▸ **What needs to be done**
Return, from the material below, each line in which "grass" occurs.

▸ **Information shown**
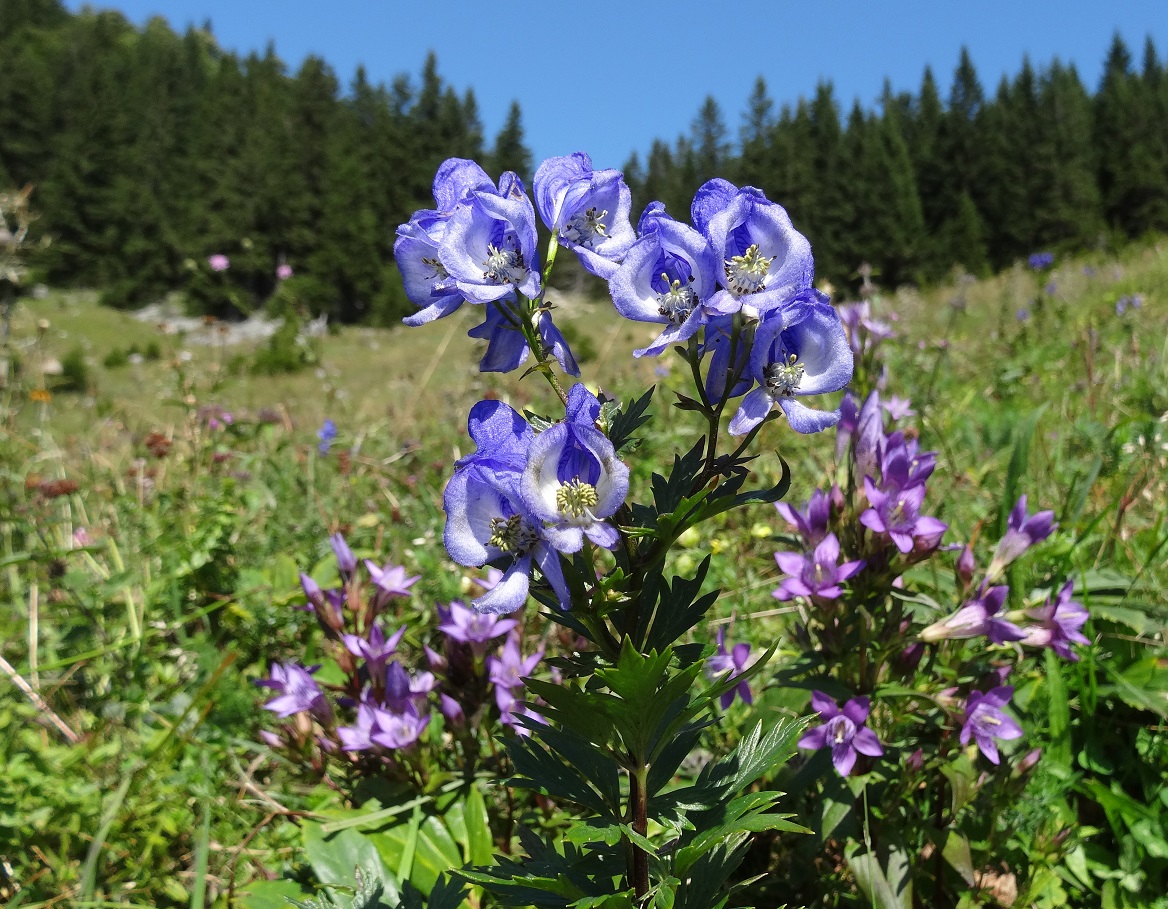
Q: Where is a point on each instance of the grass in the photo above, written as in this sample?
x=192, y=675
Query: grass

--

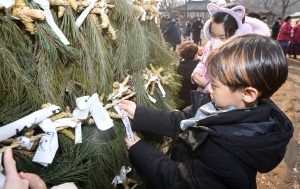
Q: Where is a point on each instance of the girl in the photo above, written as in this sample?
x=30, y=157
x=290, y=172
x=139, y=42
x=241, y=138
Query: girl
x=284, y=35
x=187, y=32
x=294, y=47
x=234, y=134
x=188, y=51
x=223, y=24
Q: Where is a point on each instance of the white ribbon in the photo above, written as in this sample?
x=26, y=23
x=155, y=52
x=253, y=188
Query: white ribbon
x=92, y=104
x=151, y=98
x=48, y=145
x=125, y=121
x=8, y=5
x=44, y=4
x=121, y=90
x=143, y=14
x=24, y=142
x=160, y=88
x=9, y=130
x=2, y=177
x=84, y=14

▸ **Result**
Q: Where is a point on each instance of the grass in the photo above, written as in this sample?
Query: grass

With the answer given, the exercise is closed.